• [Aim of the exercise] Pictures are not part of the copy; repeat everything else in the records exactly.

>> START

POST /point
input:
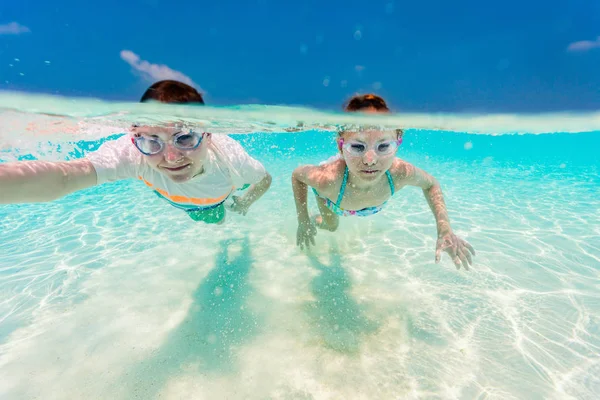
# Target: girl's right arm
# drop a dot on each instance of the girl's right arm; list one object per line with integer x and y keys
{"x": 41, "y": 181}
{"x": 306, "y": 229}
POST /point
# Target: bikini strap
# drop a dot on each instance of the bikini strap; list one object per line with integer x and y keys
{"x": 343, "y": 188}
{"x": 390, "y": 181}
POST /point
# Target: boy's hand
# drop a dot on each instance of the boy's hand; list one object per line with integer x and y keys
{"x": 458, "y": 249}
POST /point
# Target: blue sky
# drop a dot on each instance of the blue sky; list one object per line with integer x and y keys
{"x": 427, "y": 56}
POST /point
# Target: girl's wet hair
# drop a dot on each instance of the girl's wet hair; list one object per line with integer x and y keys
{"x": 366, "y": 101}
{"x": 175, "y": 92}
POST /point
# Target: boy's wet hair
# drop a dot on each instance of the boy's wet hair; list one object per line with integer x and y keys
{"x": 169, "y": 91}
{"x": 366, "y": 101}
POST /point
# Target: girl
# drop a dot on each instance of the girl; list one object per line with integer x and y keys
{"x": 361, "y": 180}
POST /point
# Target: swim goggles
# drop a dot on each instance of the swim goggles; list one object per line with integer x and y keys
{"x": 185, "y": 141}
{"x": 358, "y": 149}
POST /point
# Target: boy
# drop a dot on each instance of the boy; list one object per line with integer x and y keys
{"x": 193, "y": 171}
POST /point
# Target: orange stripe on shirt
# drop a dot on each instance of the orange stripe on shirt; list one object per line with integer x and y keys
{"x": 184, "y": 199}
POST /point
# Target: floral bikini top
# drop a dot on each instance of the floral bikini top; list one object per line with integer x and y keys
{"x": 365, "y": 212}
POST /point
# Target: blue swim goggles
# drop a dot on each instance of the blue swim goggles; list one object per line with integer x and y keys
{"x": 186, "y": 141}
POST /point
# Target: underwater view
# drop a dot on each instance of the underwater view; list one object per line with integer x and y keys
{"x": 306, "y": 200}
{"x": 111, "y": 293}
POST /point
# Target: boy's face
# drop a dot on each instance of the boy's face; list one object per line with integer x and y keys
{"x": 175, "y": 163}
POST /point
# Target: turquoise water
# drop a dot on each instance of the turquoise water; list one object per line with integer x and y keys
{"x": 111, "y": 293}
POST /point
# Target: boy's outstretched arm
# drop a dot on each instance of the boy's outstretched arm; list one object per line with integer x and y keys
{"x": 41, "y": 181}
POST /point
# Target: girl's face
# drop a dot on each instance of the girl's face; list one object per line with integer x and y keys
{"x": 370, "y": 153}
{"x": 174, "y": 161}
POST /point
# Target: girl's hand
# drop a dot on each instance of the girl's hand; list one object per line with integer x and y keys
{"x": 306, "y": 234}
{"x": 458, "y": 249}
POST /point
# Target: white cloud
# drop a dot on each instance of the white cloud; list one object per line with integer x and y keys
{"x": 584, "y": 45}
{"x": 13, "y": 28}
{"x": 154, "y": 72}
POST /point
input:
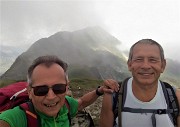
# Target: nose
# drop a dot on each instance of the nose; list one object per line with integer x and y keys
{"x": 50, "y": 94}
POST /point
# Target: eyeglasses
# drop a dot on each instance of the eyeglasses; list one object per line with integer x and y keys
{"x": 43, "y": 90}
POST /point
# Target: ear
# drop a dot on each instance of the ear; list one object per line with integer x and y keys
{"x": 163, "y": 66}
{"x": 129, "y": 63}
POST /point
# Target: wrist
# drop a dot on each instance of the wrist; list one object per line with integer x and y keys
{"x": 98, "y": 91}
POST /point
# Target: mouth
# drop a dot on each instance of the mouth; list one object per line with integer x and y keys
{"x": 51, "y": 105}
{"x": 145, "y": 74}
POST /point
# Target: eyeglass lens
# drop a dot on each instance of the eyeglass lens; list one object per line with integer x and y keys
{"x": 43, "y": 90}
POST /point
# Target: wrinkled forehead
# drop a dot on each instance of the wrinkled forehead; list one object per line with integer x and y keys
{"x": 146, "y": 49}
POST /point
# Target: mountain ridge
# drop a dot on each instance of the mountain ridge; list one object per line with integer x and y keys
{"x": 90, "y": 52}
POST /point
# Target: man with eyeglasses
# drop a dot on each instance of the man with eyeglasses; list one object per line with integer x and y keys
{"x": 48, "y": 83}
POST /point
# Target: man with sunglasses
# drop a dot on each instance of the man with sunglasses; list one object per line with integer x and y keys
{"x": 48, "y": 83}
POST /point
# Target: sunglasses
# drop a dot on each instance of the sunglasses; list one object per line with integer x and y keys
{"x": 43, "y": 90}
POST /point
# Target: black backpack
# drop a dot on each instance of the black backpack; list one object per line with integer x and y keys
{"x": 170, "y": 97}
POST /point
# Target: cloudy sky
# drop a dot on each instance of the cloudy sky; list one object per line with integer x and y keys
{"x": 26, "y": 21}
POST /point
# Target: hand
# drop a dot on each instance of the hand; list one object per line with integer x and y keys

>> END

• [Problem solution]
POST /point
input:
# Target: girl's right arm
# drop a dot on each instance of the girl's right arm; list one object per line with integer x and y keys
{"x": 41, "y": 181}
{"x": 306, "y": 229}
POST /point
# Target: bikini strap
# drop a dot on each instance of the bikini strap; list one object per line with integer x and y keys
{"x": 343, "y": 188}
{"x": 390, "y": 181}
POST /point
# Target: boy's hand
# drop a dot on each instance of the boy's hand; list one object per line with integer x and y keys
{"x": 458, "y": 249}
POST /point
# Target: blue sky
# drop a dot on each instance of the blue sky; list one object per line with integer x and y keys
{"x": 427, "y": 56}
POST /point
# Target: girl's wet hair
# drop a dot on each instance of the girl's wet hair; list one object per line with integer x and y keys
{"x": 366, "y": 101}
{"x": 175, "y": 92}
POST /point
# Target: boy's wet hair
# drop a dot on each instance of the boy's wet hair; list one object per line with integer x and y keys
{"x": 169, "y": 91}
{"x": 366, "y": 101}
POST /point
# Target: girl
# drop a dot on each instance of the girl; list one object per line with integer x and y keys
{"x": 361, "y": 180}
POST /point
# Target: swim goggles
# drop a dot on each instance of the swim goggles; list one object per line with integer x and y keys
{"x": 185, "y": 141}
{"x": 358, "y": 149}
POST /point
# Target: boy
# drop a dot on each instance of the boy; list one object per line with integer x and y keys
{"x": 193, "y": 171}
POST /point
# Target: orange stripe on shirt
# drop a dot on each instance of the orange stripe on shirt; list one object per line with integer x and y keys
{"x": 184, "y": 199}
POST /point
# Target: floral bikini top
# drop a dot on each instance of the floral bikini top; list one object per line with integer x and y keys
{"x": 365, "y": 212}
POST /point
# Target: blue swim goggles
# drop a dot on each instance of the blue swim goggles; list one object per line with integer x and y keys
{"x": 186, "y": 141}
POST /point
# Target: underwater view
# drop a dot on each instance of the underwater view; list one object per line with integer x and y keys
{"x": 306, "y": 200}
{"x": 111, "y": 293}
POST /point
# Target: boy's face
# drop a dot on each instance of the boy's face; list one object per line with integer x and y keys
{"x": 175, "y": 163}
POST /point
# Target: turquoise water
# drop a dot on each instance of the turquoise water; list one object per line with integer x and y keys
{"x": 111, "y": 293}
POST /point
# Target: boy's outstretched arm
# drop a dot on each instance of the boy's outstretched arm; list one object per line with integer x and y keys
{"x": 41, "y": 181}
POST /point
# Target: girl's face
# drop a dot on each instance of the girl's face; list one object per line with integer x and y keys
{"x": 370, "y": 153}
{"x": 174, "y": 161}
POST /point
# Target: girl's hand
# drop a dot on each instance of the girl's hand; list one object per line with integer x and y keys
{"x": 306, "y": 234}
{"x": 458, "y": 249}
POST /point
# Target: white cloud
# drop a dot on each instance of the white cloud; list one object per line with integer x and y keys
{"x": 584, "y": 45}
{"x": 13, "y": 28}
{"x": 154, "y": 72}
POST /point
input:
# Target: nose
# drop a dot on each instance of the nose; list one object per line with integer x and y keys
{"x": 50, "y": 94}
POST /point
# Target: eyeglasses
# drop a dot on each instance of the eyeglasses; list one object per line with integer x and y keys
{"x": 43, "y": 90}
POST /point
# Target: ear
# drop a dot on each instance of the ear; list one object per line with integer x and y keys
{"x": 163, "y": 66}
{"x": 129, "y": 63}
POST /point
# Target: wrist
# drop a dot on each instance of the wrist; list one object per line with integer x and y keys
{"x": 98, "y": 91}
POST /point
# Target: mouth
# drop a dot on each instance of the mouth; list one object per line with integer x and y keys
{"x": 51, "y": 105}
{"x": 145, "y": 74}
POST /point
# Target: eyeglass lens
# drop a dot on each instance of the eyeglass lens; list one object per line with integer x and y keys
{"x": 43, "y": 90}
POST /point
# Target: wrinkled forehead
# drop a dot on each instance of the wrinkled forehead; list one object per line with integer x and y keys
{"x": 146, "y": 49}
POST /point
# Target: mountain ridge
# drop a dot on each instance of the mountain ridge; list one object per line with integer x and y keys
{"x": 90, "y": 52}
POST /point
# Target: man with eyeglasses
# drop a dot on each instance of the man with eyeglasses; list one object per line with integer x and y keys
{"x": 48, "y": 83}
POST /point
# Target: man with sunglasses
# drop a dot on each instance of the man with sunglasses; list one object per line with integer x and y keys
{"x": 48, "y": 83}
POST /point
# Target: sunglasses
# drop a dot on each instance of the sunglasses; list one object per line with integer x and y keys
{"x": 43, "y": 90}
POST /point
# Target: black backpack
# drop a dot on each instance of the black backpack; list one object per line with integer x and y keys
{"x": 170, "y": 97}
POST /point
# Target: cloudy sky
# drop a dot on each instance of the cloudy sky; list one object per line with integer x and y keys
{"x": 26, "y": 21}
POST /point
# Target: hand
# drop a dot on each instance of the hand; list one object per line with integer x and y keys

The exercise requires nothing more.